**LISTA DE TAREAS**
- a) Según el fragmento sobre el Tarzan de Foster, ¿a qué se dedicaba Harold Foster antes de llegar a los cómics?
- b) Retome el fragmento sobre el Tarzan de Foster después de su última oración y continúe su redacción.

::: TEXTO DE ORIGEN :::

Volver al primer Tarzan de Foster no es un ejercicio de nostalgia, ni de arqueología. Es pura justicia. Pura historia.
Los cómics entonces no eran como los conocemos desde entonces. Todavía constreñidos al humorismo, y con su buena media docena de obras maestras dentro de ese corsé que todavía da nombre al medio, tuvo que ser la adaptación de un best-seller de la época, Tarzan de los Monos de Edgar Rice Burroughs, lo que abriera paso a una forma distinta de entender la historieta, a universos por venir y explorar para el futuro.
Un análisis de estas tiras nos llena de asombro. En primer lugar, por la belleza del resultado puramente formal, por cómo Harold Foster, publicista hasta entonces y desembarcado de rebote en los cómics porque el dibujante de las portadas e ilustraciones de los libros, J. Allen St John, no alcanzó un acuerdo económico, es capaz de inventar de la nada una forma de contar que no sólo es ágil, sino que preludia estilos y experimentos por venir.
Hoy vemos el resultado y nos extraña cómo el texto va al pie, fuera de la viñeta (y en algunas versiones, mecanografiado como si en efecto fuera no un libro, sino un original literario). No hay calles entre las viñetas (una estética que recuerda a Carlos Giménez y su Paracuellos, más de medio siglo más tarde), y nos parece extraña esa abigarrada masa de texto que en ningún momento se une a lo dibujado. Es quizá un intento de separar el producto, de ofrecer un curioso marchamo de cualité que más adelante, cuando ya se de el paso a las páginas dominicales del hombre-mono (primero de la mano de Rex Maxon antes de recaer de nuevo en Foster) ya aparecerá dentro de los recuadros y, al menos en el estilo que abrazará el dibujante canadiense, le acompañará para siempre en su Príncipe Valiente. También Burne Hogarth, tanto en su trabajo como continuador de Foster en las dailies como en su adaptación de la novela ya en los años setenta, prescindiería de bocadillos y "relataría" en imágenes los mismos textos de Burroughs. No es extraño que Joe Kubert, cuando adaptara también este mismo material, homenajeara en tantas viñetas el trabajo nervioso del luego sereno Foster.

::: FILAS PROPORCIONADAS :::

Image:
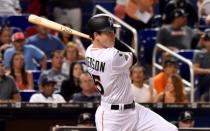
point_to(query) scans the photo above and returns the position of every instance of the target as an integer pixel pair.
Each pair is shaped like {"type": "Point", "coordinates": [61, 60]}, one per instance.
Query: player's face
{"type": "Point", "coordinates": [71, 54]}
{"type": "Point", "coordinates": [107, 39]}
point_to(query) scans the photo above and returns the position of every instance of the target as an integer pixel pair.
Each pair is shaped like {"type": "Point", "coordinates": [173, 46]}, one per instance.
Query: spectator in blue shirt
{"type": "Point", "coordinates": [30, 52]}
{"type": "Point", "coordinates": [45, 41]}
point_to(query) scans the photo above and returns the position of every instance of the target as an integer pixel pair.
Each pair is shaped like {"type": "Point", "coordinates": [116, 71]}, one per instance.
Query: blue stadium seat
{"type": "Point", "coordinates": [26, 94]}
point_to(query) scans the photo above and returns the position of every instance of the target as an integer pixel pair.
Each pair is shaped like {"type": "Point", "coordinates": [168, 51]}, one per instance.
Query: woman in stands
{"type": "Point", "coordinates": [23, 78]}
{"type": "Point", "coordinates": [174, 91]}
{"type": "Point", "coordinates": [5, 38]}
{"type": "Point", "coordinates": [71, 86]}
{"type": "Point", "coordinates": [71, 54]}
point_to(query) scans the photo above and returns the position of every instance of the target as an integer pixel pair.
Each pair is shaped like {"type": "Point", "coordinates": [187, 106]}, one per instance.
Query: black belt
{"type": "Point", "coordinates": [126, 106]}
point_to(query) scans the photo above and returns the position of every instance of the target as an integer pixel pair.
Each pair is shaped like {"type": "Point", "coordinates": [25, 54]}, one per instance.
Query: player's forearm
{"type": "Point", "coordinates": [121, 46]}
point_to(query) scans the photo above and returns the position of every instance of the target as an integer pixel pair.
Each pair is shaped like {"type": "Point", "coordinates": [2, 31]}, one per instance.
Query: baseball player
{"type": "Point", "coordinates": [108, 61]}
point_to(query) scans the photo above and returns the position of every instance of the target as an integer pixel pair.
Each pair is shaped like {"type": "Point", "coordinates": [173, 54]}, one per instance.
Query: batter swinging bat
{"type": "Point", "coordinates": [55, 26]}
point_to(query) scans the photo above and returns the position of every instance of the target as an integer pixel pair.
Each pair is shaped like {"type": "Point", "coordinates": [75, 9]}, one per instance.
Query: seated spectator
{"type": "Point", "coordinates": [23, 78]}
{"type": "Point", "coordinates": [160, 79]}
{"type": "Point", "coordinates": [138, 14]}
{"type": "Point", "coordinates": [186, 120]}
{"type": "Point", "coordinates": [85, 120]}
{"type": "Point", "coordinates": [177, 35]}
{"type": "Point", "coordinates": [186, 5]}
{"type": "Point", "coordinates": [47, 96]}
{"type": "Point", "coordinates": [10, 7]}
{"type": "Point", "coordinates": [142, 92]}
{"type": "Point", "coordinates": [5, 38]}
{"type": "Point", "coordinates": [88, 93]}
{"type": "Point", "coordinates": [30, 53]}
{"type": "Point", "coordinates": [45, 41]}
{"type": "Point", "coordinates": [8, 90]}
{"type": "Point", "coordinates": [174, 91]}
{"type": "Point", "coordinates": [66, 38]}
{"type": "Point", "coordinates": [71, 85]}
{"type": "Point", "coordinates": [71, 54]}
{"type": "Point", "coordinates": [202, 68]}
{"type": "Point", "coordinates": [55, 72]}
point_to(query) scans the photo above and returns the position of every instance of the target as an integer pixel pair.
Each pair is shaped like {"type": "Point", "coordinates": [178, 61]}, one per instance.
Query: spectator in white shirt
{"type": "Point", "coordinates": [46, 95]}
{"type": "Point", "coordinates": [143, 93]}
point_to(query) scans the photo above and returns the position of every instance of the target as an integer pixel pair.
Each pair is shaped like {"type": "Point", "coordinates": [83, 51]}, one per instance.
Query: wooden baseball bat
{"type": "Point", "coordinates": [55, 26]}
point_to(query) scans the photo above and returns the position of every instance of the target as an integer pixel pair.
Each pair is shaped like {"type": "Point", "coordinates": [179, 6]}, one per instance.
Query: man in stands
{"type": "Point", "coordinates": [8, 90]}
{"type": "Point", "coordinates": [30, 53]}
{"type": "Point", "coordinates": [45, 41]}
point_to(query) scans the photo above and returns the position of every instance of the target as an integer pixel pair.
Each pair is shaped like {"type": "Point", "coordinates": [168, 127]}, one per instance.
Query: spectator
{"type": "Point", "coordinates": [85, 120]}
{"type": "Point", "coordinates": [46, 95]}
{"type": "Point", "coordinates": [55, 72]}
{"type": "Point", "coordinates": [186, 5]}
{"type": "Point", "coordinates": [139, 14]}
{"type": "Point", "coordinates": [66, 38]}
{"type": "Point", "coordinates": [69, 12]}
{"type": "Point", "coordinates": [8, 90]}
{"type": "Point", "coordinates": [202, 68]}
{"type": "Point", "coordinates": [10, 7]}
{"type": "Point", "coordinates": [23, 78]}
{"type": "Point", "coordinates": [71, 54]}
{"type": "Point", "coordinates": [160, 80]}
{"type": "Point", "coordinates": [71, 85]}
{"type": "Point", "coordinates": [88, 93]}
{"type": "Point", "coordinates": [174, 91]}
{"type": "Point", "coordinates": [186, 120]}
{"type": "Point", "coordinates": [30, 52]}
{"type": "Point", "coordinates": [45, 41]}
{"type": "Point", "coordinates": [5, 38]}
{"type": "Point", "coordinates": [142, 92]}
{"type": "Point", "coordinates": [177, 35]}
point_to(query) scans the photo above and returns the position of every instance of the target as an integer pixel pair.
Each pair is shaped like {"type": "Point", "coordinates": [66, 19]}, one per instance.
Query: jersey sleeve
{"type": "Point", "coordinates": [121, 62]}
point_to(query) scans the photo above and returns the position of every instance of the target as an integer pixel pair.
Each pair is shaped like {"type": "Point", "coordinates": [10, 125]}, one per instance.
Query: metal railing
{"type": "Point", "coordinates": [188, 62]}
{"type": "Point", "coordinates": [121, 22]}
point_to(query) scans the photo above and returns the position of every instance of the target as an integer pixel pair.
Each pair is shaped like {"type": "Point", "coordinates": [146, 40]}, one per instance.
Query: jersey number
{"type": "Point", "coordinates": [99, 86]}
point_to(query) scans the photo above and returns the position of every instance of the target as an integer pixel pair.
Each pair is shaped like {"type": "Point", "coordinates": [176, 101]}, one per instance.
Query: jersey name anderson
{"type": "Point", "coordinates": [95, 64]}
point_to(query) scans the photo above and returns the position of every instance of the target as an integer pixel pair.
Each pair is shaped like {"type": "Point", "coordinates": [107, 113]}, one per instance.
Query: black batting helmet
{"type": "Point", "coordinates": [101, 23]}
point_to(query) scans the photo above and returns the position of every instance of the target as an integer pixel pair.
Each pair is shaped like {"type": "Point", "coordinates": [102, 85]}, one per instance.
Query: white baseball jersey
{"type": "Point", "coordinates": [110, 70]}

:::

**RESPUESTAS POR TAREA**
- a) Era publicista.

- b)
Curiosamente, ese ejercicio de investigación que Hal Foster hace acerca la historieta (la historieta "realista" o "naturalista", según queramos llamarla) a juegos de rayados, luces, sombras y aguadas que más tarde se asociarán a Roy Crane o Milton Caniff. Ver a Tarzán entre los árboles, las manchas de tinta que exageran el pelaje de los simios, el follaje de la jungla, los claroscuros de las persecuciones por entre las lianas nos demuestran que Foster está jugando con el pincel, que no está haciendo una historieta "realista", sino impresionista en ocasiones.
Nos acerca, esta primera toma de contacto con unos dibujos no humorísticos (ni futuristas, como sucedería con el Buck Rogers que compartió día de nacimiento con este Tarzán en tiras), al cine. Foster juega sobre todo con los encuadres, con las figuras de los hombres del barco, con la naturaleza del mar y la selva que los engloba. Juega también con la figura del Tarzán niño, desnudo y salvaje, una visión natural que nos parece aún más avanzada cuando recordamos que este trabajo se realizó en 1928. Y juega sobre todo con los animales: más tarde el dibujante se quejaría de que los simios de Tarzán, los grandes simios que hablan un idioma propio, no existen en la realidad, pero su retrato de los mismos y de los leones y otras fieras es perfectamente natural. Curiosamente, es con los animales con quienes Foster ensaya los primeros planos, logrando unos efectos narrativos, recordémoslo, que asocian de inmediato la aventura con el terror.
Lo mejor de todo es cómo Foster se pasea de una viñeta a otra, jugando a manejar su cámara y deslizarla de una viñeta a la siguiente, recreando en foto fija ese juego de escenas y matices narrativos que hoy, curiosamente, nos abstraen de los textos y nos hacen quedarnos clavados en la fuerza bruta de las imágenes.
Porque, sí, estamos ante una historieta antigua. Ante la historieta "seria" o "realista" o "naturalista", como ustedes prefieran, más antigua de todas. Pero también estamos ante una historieta clásica, es decir, atemporal, es decir, sumamente moderna. Que se explora y se disfruta todavía hoy con la magia de los tamtams y el miedo del hombre blanco ante la jungla desconocida.
No hace falta leer los textos al pie para seguir, como si fuera una película muda, los entresijos de la historia. De ahí, una vez más, la enorme pericia de Harold Foster, que estaba inventando un medio y estaba labrando, para sí mismo, el hueco en el panteón al que más tarde dedicaría el resto de su vida.